(What this task involves)
Which lines to output? The line containing "sign and report the pixel coordinates." and every line after it in the data below, each copied exactly.
___
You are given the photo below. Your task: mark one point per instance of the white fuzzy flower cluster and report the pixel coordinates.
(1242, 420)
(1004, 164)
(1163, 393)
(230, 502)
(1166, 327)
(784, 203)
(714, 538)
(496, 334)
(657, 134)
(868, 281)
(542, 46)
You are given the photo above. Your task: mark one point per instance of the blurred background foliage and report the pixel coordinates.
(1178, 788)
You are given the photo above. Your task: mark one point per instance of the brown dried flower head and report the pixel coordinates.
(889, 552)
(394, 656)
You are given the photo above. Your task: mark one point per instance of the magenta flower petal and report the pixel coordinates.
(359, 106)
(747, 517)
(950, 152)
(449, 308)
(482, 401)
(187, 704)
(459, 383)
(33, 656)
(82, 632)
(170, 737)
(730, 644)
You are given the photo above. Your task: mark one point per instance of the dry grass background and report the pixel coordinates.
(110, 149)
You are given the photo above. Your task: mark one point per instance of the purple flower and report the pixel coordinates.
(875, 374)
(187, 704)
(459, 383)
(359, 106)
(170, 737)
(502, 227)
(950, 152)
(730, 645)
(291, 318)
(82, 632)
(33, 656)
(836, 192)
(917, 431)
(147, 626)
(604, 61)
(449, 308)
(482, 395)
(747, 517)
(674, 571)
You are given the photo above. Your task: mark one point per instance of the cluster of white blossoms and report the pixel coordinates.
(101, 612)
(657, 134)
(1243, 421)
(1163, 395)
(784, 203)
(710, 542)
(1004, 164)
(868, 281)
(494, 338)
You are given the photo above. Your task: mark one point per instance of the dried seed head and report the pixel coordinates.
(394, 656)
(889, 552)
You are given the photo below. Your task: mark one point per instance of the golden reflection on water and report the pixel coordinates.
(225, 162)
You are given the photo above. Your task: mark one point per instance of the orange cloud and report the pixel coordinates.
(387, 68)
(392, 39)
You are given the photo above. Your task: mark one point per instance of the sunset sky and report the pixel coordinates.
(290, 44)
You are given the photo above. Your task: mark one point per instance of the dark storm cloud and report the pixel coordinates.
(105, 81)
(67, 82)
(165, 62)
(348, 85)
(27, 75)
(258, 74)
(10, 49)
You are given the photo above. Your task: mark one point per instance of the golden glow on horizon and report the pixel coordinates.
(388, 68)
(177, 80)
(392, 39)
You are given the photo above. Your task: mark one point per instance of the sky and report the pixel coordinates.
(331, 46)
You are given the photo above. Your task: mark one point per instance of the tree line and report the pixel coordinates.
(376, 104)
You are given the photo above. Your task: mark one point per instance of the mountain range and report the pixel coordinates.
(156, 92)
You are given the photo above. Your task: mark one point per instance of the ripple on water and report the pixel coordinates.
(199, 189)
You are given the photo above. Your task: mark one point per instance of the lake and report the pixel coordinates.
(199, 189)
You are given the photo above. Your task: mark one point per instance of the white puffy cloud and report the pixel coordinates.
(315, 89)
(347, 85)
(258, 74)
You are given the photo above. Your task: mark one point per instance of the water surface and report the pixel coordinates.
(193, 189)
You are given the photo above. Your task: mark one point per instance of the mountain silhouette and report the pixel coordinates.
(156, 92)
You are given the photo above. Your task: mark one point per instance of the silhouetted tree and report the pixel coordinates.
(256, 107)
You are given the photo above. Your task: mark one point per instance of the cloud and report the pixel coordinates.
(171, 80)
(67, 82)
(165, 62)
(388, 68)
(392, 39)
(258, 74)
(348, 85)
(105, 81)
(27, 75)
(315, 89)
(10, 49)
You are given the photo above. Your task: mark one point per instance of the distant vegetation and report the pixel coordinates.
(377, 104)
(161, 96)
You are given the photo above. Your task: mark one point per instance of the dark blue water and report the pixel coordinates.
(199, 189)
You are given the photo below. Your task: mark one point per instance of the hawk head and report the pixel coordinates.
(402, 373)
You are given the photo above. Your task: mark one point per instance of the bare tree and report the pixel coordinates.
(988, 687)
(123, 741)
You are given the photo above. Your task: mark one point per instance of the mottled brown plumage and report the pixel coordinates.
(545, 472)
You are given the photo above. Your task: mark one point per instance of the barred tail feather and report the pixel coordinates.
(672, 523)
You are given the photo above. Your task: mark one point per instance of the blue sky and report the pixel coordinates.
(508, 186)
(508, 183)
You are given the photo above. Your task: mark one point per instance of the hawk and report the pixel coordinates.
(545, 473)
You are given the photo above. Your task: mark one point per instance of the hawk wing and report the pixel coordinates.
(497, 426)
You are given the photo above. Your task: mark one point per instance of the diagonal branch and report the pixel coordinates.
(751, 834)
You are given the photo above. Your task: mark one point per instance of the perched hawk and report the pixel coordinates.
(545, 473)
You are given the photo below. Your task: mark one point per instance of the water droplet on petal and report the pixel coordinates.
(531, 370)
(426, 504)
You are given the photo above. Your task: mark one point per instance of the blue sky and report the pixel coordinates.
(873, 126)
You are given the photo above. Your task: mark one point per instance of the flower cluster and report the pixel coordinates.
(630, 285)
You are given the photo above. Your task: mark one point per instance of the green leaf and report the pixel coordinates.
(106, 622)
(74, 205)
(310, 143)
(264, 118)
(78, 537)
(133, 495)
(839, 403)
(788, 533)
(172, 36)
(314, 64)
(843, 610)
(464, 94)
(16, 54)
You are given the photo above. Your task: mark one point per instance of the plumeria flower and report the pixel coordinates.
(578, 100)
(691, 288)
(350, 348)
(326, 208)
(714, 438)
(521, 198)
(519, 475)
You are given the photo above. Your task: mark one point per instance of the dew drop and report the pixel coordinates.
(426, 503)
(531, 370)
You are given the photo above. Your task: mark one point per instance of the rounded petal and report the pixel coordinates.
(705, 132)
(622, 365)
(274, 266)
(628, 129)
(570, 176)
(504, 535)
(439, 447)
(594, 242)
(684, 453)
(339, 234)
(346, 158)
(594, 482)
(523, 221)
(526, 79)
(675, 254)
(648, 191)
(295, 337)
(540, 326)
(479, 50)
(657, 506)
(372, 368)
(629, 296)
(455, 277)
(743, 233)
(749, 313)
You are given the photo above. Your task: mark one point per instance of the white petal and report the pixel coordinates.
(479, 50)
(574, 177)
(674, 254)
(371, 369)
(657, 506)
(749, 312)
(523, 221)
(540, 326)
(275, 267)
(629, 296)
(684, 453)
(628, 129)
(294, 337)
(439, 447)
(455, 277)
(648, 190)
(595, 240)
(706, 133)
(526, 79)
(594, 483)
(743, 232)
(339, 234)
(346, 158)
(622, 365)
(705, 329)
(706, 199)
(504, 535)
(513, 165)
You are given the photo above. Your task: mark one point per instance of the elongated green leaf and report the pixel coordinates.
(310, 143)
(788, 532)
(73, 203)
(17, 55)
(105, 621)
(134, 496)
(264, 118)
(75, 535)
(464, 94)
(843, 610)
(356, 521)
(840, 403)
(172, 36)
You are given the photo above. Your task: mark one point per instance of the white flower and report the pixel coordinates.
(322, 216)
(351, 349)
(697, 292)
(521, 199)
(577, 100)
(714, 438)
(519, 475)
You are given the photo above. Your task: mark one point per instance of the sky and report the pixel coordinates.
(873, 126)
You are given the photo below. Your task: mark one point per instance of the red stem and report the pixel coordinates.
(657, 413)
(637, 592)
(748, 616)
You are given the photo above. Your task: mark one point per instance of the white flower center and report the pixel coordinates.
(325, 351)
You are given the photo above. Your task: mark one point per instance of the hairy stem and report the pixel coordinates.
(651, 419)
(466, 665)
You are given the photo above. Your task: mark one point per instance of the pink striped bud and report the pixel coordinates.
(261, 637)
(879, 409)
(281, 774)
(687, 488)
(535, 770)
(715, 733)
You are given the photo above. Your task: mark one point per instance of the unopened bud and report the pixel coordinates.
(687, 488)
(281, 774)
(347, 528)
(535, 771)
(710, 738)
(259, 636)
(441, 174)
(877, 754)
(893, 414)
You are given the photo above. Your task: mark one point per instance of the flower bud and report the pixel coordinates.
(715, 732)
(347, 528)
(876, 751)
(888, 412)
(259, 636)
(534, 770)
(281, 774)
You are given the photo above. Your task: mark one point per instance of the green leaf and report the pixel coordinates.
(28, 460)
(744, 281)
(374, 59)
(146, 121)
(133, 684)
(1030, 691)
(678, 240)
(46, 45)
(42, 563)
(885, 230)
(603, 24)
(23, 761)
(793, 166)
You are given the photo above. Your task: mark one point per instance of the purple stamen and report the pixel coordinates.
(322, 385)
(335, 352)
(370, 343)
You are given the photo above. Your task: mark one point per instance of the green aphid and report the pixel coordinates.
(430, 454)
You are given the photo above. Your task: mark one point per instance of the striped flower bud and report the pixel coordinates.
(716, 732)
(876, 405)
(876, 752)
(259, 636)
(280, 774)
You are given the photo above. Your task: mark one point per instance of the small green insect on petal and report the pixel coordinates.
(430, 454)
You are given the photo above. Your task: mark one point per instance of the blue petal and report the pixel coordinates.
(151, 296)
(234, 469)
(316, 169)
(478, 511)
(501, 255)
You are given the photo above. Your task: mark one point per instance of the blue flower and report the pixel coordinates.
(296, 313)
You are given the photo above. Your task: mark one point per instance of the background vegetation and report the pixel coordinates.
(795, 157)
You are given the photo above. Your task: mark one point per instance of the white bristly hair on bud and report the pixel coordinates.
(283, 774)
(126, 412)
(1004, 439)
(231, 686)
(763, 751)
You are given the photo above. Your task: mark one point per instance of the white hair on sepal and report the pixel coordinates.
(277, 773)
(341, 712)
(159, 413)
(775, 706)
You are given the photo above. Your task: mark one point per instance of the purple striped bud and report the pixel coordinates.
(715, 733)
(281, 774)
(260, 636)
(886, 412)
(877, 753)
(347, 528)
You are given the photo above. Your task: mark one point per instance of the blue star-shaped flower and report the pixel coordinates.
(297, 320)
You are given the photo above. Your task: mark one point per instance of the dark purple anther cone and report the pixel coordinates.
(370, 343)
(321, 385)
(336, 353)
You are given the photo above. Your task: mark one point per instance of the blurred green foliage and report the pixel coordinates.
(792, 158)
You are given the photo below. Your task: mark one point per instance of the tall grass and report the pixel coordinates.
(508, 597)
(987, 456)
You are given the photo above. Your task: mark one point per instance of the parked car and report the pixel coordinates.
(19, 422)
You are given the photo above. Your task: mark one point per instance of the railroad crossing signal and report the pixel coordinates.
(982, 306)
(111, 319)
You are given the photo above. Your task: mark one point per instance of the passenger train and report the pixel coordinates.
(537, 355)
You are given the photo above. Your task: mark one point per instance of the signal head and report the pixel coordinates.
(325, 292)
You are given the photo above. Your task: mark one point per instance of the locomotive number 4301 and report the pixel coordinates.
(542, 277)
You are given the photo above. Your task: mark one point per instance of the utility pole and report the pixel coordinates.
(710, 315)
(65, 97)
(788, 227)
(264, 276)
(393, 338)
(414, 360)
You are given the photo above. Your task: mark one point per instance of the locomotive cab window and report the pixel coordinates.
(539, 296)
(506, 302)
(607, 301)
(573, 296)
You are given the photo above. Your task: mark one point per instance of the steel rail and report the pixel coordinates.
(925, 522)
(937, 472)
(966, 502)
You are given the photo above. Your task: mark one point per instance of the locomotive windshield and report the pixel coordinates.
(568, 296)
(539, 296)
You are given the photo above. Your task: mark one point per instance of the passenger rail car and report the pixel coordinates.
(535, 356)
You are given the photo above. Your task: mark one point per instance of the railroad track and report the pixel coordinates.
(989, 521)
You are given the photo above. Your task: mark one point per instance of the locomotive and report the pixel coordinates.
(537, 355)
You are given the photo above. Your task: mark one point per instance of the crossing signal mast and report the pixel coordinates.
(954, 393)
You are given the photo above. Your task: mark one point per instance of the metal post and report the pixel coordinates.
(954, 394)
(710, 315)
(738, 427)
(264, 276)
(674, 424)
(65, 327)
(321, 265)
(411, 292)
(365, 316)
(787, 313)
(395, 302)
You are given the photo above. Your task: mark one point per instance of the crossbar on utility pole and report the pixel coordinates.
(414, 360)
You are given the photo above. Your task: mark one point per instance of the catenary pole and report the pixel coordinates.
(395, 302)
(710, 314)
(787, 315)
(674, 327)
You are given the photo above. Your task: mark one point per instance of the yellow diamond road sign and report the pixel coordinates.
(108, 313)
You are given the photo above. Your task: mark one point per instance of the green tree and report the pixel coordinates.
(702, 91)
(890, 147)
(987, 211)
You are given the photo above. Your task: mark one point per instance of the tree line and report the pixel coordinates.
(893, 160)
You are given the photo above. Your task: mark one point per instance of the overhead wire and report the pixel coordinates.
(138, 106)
___
(Task answer)
You are given the photo above. Your task: mark one point per instance of the yellow diamond road sign and report the pixel coordinates.
(108, 313)
You are given the photo above. Your task: mark one point per instance of the green tree and report the pixel coordinates.
(702, 91)
(890, 147)
(987, 211)
You are given the photo above. Your task: mark one point per instance of the tree line and report the pixel coordinates.
(893, 160)
You are given the photo above. Your task: mark one point per instance of the overhead wire and report the pixel coordinates.
(138, 106)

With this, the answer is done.